注意官网示例图中给出的Source图片、Destination图片都是包含透明区域的图片:
而我们上面的代码画出的图形区域确实纯正的圆形:canvas.drawOval()和纯正的正方形:canvas.drawRectF(),没有一点多余的透明区域。正是少了这些透明的区域,所以才导致输出结果有差异,也是错误的所在。也就是说在源图像和目标图像的像素进行算法处理时,透明区域的像素是要被计算的,是生成新像素值所必须的不可少的部分。所以,想要输出正确的混合模式结果,就需要通过Bitmap绘制带透明区域的Source源图像和带透明区域的Destination目标图像。
我们创建一个150dp*150dp的Bitmap对象,并在上面进行绘制圆形:
package com.xw.view
import android.content.Context
import android.graphics.*
import android.os.Build
import android.util.AttributeSet
import android.view.View
import androidx.annotation.RequiresApi
import com.xw.utils.dp
/**
* Copyright (c)2021 网络科技有限公司
* @author: LQS
* @date: 2021/6/1
* @description:
*/
@RequiresApi(Build.VERSION_CODES.LOLLIPOP)
class XfermodeView constructor(context:Context, attrs: AttributeSet) :View(context,attrs){
private val paint=Paint(Paint.ANTI_ALIAS_FLAG);
//创建一个Bitmap对象
private val circleBitmap:Bitmap =Bitmap.createBitmap(150f.dp.toInt(),150f.dp.toInt(),Bitmap.Config.ARGB_8888);
init {
val canvas=Canvas(circleBitmap);
//指定绘制圆的画笔颜色为酒红色
paint.color=Color.parseColor("#D81B60")
//将圆绘制到circleBitmap上
canvas.drawOval(50f.dp,0f.dp,150f.dp,100f.dp,paint)
}
@RequiresApi(Build.VERSION_CODES.LOLLIPOP)
override fun onDraw(canvas: Canvas) {
//绘制Bitmap对象 将绘制destination图片 半径为100的圆
canvas.drawBitmap(circleBitmap, 150f.dp, 50f.dp,paint)
}
}可以看到我们成功的绘制了,我们想要的圆形,如下:
为了验证上面Bitmap其他的透明区域,我们可以通过下面的方法:用指定的颜色填充Bitmap区域的像素(“#00FF00”是绿色):
//eraseColor() :Fills the bitmap's pixels with the specified Color
circleBitmap.eraseColor(Color.parseColor("#00FF00"))完整代码:
package com.xw.view
import android.content.Context
import android.graphics.*
import android.os.Build
import android.util.AttributeSet
import android.view.View
import androidx.annotation.RequiresApi
import com.xw.utils.dp
/**
* Copyright (c)2021 网络科技有限公司
* @author: LQS
* @date: 2021/6/1
* @description:
*/
@RequiresApi(Build.VERSION_CODES.LOLLIPOP)
=======
_练习题目 A_
请缩放下方照片点位标注清单：照原样重写所有行（包括其中的查询请求），只把答案中的坐标值乘以2.3，并按四舍五入（0.5进位）取整。结果中不要包含图片。
_练习题目 B_
请接着上面关于用Bitmap绘制带透明区域图形的节选往下写，从它停止的地方继续。
上面的节选与下面的清单彼此独立，互不相关。

(照片点位标注)
=======
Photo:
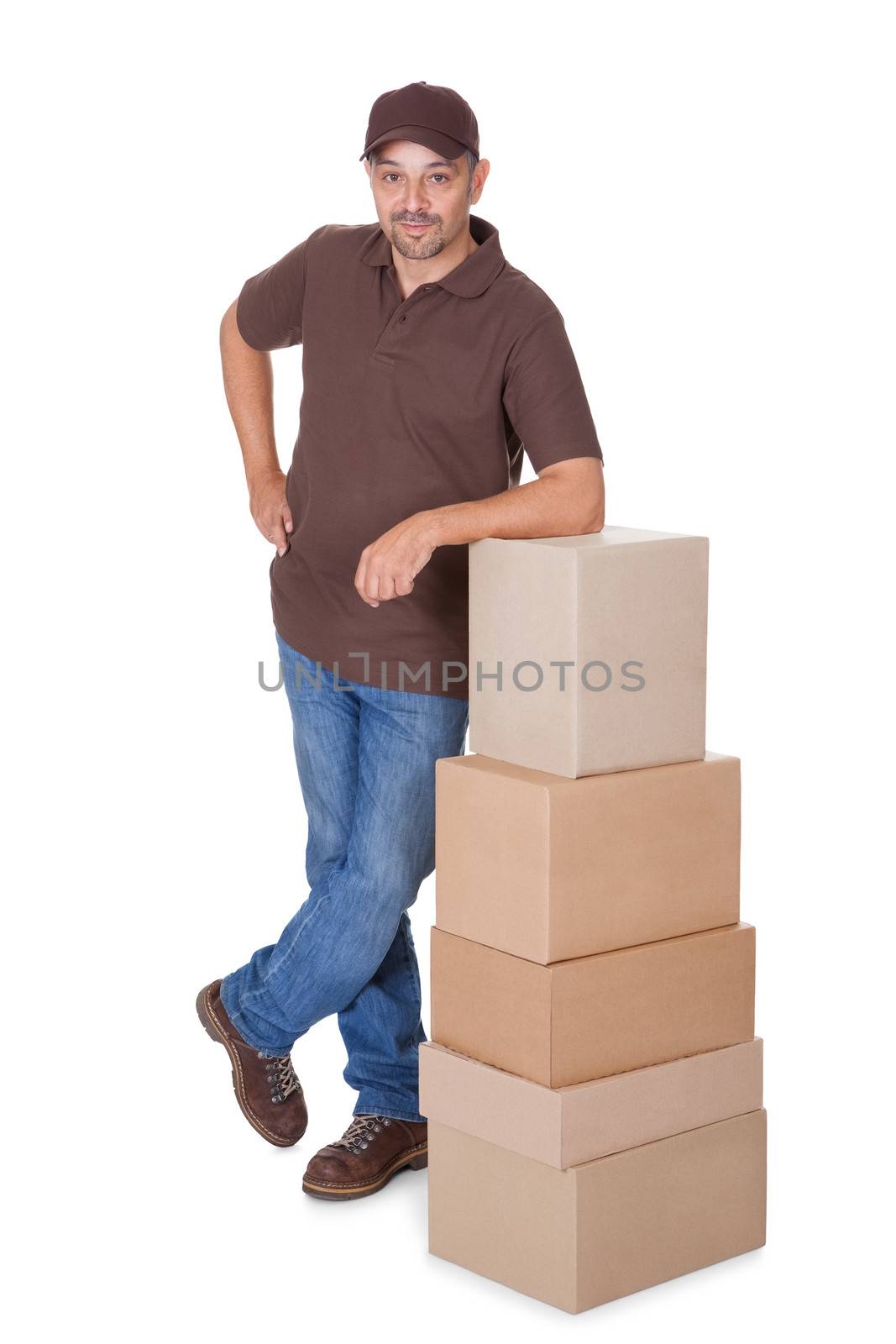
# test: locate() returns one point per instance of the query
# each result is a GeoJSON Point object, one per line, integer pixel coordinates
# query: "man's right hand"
{"type": "Point", "coordinates": [270, 511]}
=======
_参考答案 A_
Photo:
# test: locate() returns one point per instance of the query
# each result is a GeoJSON Point object, one per line, integer pixel coordinates
# query: "man's right hand"
{"type": "Point", "coordinates": [621, 1175]}

_参考答案 B_
class XfermodeView constructor(context:Context, attrs: AttributeSet) :View(context,attrs){
private val paint=Paint(Paint.ANTI_ALIAS_FLAG);
//创建一个Bitmap对象
private val circleBitmap:Bitmap =Bitmap.createBitmap(150f.dp.toInt(),150f.dp.toInt(),Bitmap.Config.ARGB_8888);
init {
//eraseColor() :Fills the bitmap's pixels with the specified Color
circleBitmap.eraseColor(Color.parseColor("#00FF00"))
val canvas=Canvas(circleBitmap);
//指定绘制圆的画笔颜色为酒红色
paint.color=Color.parseColor("#D81B60")
//将圆绘制到circleBitmap上
canvas.drawOval(50f.dp,0f.dp,150f.dp,100f.dp,paint)
}
@RequiresApi(Build.VERSION_CODES.LOLLIPOP)
override fun onDraw(canvas: Canvas) {
//绘制Bitmap对象 将绘制destination图片 半径为100的圆
canvas.drawBitmap(circleBitmap, 150f.dp, 50f.dp,paint)
}
}可以看出原来透明的Bitmap区域被填充了绿色:
同理,作为源图像的正方形Source也需要通过Bitmap进行创建,也有被填充成绿色的透明区域:
package com.xw.view
import android.content.Context
import android.graphics.*
import android.os.Build
import android.util.AttributeSet
import android.view.View
import androidx.annotation.RequiresApi
import com.xw.utils.dp
/**
* Copyright (c)2021网络科技有限公司
* @author: LQS
* @date: 2021/6/1
* @description:
*/
@RequiresApi(Build.VERSION_CODES.LOLLIPOP)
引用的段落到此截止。